• _Directive A_
Answer these questions using the text on green financing and natural capital:
(i) What share of all green bonds issued in the past decade were categorized as "adaptation"?
(ii) What percentage of the world's wetlands is estimated to have been impacted?
(iii) How much insured damage did the Insurance Bureau of Canada find that severe weather in Canada caused in 2018?

• _Supplied text_
======

She also points out that, “The market for green financing for resilience and adaptation programs is still maturing, as organizations build an understanding of the opportunities, and begin to align their capital-raising programs with their ESG priorities.” Although global green bond issues reached $1 trillion by 2020, just five per cent of all green bonds issued in the past decade were categorized as ‘adaptation,’ with their proceeds allocated to adaptation and resilience projects2.
Menzies and the Sustainable Finance group are helping clients understand terms like ‘natural capital’ and ‘ecosystem services,’ which have arisen from growing consensus that the world’s longstanding focus on ‘financial capital’ did not adequately account for other important forms of capital. In particular, ‘natural capital’ includes all the natural resources that humans use to provide a return3. ‘Ecosystem services’ are the benefits that people obtain from the planet’s rich biodiversity4. Although natural capital enables companies to create value, historically these natural elements were undervalued or it was difficult to calculate their financial benefit.
“These topics are attracting much attention, as we witness natural disasters and the deterioration of critical biodiversity and natural capital – from the Amazonian jungle to Canada’s boreal forests, which serve as natural ‘carbon sinks’ that sequester carbon in the ground to reduce GHG emissions,” explains Menzies. It is estimated that 85 per cent of the world’s wetlands have been impacted, 75 per cent of land surface has been altered and millions of hectares of primary forest have been lost5.
And there is growing acceptance that nature-based solutions are an efficient remedy. For example, research shows that improved land management rules through natural climate solutions can deliver 37 per cent of all cost-effective CO² mitigation needed to the year 20306. This means that countries can use products like sustainable land bonds to access inexpensive capital, transition to sustainable, low-carbon land management practices and preserve their resource economies. In fact, sustainable finance instruments can also directly help countries meet their nationally determined contributions (NDC) to the Paris Agreement on Climate Change.
Turning awareness into action
Awareness of climate and biodiversity risks is prompting many stakeholders to act, including investors like BlackRock Inc., which urged companies to disclose how their business practices are consistent with the sustainable use of natural capital7. And, industry groups are tallying the impacts of climate change, including the Insurance Bureau of Canada (ICB), which determined that severe weather in Canada caused $1.9 billion in insured damage in 20188.

======

Point annotations for photos:
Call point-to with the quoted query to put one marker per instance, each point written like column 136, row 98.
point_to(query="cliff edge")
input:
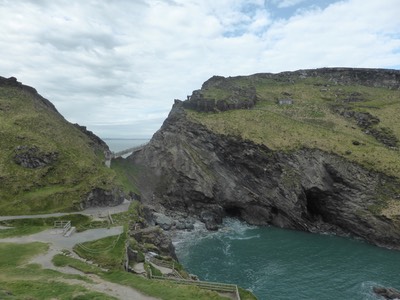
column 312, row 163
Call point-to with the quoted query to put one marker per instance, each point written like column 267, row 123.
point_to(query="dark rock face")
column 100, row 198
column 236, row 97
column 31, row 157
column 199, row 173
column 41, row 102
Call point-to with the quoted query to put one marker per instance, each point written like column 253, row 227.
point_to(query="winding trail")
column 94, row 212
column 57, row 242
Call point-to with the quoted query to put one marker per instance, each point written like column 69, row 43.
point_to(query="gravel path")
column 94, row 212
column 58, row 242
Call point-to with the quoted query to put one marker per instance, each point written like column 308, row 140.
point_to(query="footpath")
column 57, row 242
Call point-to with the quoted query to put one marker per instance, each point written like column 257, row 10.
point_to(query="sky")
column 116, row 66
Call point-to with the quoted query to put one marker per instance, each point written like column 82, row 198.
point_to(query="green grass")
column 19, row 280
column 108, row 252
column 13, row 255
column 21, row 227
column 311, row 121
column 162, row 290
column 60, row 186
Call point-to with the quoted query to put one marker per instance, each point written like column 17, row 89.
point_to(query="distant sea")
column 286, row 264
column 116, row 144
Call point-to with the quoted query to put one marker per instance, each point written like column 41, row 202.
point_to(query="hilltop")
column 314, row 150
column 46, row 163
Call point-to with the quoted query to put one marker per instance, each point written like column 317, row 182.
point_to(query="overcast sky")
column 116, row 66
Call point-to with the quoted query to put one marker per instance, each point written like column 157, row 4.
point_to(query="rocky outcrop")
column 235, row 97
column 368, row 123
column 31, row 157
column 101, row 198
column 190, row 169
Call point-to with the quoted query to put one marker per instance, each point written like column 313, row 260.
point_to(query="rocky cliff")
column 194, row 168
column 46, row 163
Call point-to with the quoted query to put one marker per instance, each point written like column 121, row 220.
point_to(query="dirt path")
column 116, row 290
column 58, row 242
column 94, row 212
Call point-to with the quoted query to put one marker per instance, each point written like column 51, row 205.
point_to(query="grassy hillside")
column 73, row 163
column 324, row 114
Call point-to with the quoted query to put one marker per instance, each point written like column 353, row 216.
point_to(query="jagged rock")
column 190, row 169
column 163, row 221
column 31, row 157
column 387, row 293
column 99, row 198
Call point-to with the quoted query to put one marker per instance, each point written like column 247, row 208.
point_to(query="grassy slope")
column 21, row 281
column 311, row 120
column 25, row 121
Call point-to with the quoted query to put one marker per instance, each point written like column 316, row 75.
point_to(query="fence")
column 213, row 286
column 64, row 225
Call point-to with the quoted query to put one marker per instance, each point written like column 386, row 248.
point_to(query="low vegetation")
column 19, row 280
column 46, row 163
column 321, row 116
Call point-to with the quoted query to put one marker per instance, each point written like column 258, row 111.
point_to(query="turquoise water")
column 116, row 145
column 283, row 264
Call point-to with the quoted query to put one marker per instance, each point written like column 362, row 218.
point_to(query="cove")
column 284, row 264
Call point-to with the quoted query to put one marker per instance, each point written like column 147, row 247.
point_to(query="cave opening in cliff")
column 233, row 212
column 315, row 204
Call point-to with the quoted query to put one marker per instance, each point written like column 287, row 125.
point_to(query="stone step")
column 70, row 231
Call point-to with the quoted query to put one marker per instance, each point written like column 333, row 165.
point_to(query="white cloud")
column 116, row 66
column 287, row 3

======

• _Directive B_
Write out the rows again, from the line containing "157, row 4." up to and including the line containing "column 324, row 114".

• _Written reply A_
(i) Five percent.
(ii) 85 percent.
(iii) $1.9 billion.

• _Written reply B_
Call point-to with the quoted query to put one marker per instance, each point written like column 157, row 4.
point_to(query="rocky outcrop")
column 235, row 97
column 368, row 123
column 31, row 157
column 101, row 198
column 190, row 169
Call point-to with the quoted query to put one marker per instance, each point written like column 313, row 260.
point_to(query="rocky cliff")
column 194, row 168
column 46, row 163
Call point-to with the quoted query to put one marker per instance, each point written like column 121, row 220.
point_to(query="dirt path")
column 116, row 290
column 58, row 242
column 94, row 212
Call point-to with the quoted query to put one marker per instance, each point written like column 51, row 205.
point_to(query="grassy hillside")
column 73, row 163
column 324, row 114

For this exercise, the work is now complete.